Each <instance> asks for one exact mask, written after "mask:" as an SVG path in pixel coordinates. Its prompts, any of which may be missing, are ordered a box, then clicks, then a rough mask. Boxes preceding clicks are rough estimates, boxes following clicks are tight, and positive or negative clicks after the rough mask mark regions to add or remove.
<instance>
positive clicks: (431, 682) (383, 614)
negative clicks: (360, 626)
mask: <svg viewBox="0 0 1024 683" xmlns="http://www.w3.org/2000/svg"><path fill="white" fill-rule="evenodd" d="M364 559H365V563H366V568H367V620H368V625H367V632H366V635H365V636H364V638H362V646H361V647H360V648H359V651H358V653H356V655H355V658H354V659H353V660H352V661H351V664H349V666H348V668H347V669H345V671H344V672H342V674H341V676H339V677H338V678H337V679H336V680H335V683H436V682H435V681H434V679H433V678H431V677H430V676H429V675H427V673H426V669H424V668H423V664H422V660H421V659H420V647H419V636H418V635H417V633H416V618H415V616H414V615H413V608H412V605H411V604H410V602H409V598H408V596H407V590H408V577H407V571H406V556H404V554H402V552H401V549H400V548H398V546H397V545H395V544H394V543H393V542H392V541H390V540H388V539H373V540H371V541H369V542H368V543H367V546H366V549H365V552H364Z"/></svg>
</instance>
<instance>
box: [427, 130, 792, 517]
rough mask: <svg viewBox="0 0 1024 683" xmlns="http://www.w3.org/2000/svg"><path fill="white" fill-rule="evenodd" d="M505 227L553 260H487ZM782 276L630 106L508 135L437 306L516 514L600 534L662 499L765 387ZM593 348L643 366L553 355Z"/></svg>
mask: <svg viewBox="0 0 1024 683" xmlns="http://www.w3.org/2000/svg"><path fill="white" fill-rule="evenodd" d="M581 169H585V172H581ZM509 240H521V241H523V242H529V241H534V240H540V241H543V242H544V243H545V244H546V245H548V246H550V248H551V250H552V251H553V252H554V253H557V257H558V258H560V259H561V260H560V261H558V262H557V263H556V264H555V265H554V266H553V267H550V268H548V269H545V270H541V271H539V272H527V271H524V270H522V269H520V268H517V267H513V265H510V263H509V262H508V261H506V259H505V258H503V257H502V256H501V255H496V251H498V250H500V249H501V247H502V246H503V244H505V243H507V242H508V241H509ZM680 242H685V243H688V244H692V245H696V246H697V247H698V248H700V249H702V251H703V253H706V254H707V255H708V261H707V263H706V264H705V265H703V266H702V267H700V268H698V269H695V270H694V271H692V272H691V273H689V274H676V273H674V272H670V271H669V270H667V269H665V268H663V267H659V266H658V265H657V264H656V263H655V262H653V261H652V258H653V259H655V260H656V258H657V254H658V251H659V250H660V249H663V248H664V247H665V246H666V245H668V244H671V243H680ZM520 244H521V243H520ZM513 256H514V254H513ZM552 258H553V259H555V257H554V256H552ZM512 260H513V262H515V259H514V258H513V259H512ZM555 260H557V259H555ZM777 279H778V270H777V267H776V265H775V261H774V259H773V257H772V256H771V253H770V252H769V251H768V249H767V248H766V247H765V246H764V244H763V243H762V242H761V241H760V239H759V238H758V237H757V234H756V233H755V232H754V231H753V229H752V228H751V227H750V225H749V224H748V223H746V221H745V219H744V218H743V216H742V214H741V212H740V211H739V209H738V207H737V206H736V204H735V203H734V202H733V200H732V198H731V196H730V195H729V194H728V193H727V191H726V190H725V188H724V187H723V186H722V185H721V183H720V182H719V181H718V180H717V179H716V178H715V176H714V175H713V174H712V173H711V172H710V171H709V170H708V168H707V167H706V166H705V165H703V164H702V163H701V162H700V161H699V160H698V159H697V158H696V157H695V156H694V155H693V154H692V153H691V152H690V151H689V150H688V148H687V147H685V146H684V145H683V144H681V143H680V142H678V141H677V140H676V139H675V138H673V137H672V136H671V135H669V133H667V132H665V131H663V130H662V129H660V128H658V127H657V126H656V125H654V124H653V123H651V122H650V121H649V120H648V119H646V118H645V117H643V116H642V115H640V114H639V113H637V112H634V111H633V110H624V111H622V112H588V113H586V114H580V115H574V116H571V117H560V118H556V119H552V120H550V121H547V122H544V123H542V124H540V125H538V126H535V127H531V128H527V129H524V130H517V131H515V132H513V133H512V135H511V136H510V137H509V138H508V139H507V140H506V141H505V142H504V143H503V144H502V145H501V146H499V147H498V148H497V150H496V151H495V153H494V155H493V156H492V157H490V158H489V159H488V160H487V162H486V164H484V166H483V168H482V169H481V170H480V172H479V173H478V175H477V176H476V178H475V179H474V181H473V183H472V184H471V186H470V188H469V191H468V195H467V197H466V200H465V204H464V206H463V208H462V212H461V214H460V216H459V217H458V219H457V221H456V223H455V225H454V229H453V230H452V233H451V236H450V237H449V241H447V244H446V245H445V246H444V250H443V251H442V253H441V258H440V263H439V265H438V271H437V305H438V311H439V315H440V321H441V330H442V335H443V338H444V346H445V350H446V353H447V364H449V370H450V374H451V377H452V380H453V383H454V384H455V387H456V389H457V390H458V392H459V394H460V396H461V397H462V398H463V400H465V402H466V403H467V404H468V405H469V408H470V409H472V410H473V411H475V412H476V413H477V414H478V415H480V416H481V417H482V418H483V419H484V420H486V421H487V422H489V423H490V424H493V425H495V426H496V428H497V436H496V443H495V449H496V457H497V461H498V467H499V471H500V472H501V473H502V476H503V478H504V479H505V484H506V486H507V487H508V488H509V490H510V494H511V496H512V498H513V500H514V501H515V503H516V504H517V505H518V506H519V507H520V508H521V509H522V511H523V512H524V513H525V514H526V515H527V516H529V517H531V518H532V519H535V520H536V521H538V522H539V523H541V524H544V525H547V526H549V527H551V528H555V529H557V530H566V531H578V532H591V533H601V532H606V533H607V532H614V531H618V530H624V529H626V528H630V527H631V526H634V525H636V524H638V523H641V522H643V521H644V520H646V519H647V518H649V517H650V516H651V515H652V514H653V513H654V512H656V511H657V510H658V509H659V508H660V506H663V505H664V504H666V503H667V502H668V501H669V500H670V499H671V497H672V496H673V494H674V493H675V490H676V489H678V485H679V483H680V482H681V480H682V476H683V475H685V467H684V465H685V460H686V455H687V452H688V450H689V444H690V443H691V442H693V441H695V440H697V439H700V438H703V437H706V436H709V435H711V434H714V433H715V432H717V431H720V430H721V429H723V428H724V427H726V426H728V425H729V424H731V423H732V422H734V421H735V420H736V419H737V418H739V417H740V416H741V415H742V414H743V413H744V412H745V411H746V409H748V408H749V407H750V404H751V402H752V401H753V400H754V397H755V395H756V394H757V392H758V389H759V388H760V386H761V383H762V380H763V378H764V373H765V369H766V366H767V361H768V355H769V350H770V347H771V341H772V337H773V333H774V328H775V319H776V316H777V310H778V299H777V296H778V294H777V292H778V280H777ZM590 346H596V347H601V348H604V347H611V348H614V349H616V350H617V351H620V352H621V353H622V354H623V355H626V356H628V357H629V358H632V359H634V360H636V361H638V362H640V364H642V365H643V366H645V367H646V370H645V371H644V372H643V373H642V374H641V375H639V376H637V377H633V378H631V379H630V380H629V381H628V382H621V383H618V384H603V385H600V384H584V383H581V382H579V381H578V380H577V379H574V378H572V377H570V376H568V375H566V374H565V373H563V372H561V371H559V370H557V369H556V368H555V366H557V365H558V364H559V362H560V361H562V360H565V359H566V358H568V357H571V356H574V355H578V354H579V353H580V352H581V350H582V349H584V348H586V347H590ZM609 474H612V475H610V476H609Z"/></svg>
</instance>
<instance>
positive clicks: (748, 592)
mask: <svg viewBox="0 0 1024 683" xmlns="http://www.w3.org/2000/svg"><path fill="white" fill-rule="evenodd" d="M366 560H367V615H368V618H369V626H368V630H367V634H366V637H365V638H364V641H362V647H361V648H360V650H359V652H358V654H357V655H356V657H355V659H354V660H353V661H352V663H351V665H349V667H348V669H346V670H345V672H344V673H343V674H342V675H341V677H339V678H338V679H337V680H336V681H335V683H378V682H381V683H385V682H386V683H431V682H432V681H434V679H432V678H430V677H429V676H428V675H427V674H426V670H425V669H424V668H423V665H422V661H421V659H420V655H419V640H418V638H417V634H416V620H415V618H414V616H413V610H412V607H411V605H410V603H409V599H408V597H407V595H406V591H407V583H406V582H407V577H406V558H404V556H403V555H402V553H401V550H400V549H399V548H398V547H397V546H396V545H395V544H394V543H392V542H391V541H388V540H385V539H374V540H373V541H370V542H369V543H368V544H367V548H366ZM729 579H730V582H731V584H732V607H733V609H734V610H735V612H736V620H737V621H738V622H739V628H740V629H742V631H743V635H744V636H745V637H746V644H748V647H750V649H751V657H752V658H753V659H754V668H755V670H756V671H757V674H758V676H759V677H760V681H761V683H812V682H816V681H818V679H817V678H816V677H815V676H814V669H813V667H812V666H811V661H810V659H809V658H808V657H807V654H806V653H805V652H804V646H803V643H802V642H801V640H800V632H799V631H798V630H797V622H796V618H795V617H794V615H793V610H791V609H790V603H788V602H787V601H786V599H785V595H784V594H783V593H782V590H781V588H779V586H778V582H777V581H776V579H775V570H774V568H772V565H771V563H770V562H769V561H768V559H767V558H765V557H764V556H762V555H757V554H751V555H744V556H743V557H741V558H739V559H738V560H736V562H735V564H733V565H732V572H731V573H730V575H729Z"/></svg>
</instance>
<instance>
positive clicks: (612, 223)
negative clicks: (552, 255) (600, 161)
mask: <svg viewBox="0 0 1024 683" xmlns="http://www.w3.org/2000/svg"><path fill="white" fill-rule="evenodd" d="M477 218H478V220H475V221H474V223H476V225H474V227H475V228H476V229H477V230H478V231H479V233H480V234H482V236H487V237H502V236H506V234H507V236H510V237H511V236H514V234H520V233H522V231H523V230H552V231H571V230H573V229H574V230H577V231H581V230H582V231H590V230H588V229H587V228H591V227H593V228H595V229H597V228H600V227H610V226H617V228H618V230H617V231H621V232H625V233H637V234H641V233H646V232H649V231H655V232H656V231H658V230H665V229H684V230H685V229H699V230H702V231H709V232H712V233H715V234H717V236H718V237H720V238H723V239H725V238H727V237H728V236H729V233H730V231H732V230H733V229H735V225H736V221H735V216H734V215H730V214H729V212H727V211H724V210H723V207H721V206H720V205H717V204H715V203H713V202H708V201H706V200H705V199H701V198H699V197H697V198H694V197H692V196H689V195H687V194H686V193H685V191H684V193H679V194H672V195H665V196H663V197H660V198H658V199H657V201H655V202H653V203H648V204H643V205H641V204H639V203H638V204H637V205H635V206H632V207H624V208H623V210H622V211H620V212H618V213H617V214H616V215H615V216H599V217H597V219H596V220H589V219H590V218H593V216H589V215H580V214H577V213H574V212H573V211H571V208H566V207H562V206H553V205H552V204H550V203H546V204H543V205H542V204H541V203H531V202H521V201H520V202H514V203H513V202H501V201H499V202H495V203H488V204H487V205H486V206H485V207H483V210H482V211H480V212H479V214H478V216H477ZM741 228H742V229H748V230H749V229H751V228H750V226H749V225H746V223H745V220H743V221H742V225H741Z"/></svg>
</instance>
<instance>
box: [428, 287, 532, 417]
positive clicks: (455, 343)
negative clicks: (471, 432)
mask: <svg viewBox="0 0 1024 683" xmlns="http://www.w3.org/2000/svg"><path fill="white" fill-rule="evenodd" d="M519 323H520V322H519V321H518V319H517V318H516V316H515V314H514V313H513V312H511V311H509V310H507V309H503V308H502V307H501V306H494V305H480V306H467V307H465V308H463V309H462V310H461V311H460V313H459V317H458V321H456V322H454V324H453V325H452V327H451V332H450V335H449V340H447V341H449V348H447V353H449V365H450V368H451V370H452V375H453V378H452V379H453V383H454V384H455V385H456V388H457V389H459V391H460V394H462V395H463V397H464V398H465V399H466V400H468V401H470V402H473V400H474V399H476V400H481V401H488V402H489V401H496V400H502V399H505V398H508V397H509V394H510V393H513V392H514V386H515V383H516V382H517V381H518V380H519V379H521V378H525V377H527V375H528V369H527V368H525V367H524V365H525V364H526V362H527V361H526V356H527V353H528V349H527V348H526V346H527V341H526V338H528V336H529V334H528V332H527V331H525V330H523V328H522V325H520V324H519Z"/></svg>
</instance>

Task to complete — Can you copy word for word everything from the start of the records down to the line containing "rough mask: <svg", with that line included?

Answer to the exercise —
Each <instance> asks for one exact mask, written after "mask:" as an SVG path in pixel coordinates. Its prompts, any of which may be missing, are ordered a box, then clicks, then a rough mask. Boxes preceding clicks are rough estimates, boxes following clicks are tight, and positive or negative clicks after the rough mask mark regions to add or remove.
<instance>
positive clicks: (431, 682) (383, 614)
negative clicks: (360, 626)
mask: <svg viewBox="0 0 1024 683" xmlns="http://www.w3.org/2000/svg"><path fill="white" fill-rule="evenodd" d="M364 559H365V563H366V568H367V620H368V625H367V632H366V635H365V636H364V638H362V646H361V647H360V648H359V651H358V653H356V655H355V658H354V659H353V660H352V661H351V664H349V666H348V668H347V669H345V671H344V672H342V674H341V676H339V677H338V678H337V679H336V680H335V683H436V682H435V681H434V679H433V678H431V677H430V676H429V675H427V673H426V669H424V668H423V664H422V660H421V659H420V647H419V636H418V635H417V633H416V618H415V616H414V615H413V608H412V605H411V604H410V602H409V598H408V596H407V590H408V577H407V571H406V556H404V554H402V552H401V549H400V548H398V546H397V545H395V544H394V543H393V542H392V541H390V540H388V539H373V540H371V541H369V542H368V543H367V546H366V549H365V552H364Z"/></svg>
</instance>
<instance>
box: [427, 130, 792, 517]
rough mask: <svg viewBox="0 0 1024 683" xmlns="http://www.w3.org/2000/svg"><path fill="white" fill-rule="evenodd" d="M505 227L553 260H487ZM782 276L630 106L508 135L437 306L516 514L600 534L662 499L765 387ZM593 348L643 366L553 355Z"/></svg>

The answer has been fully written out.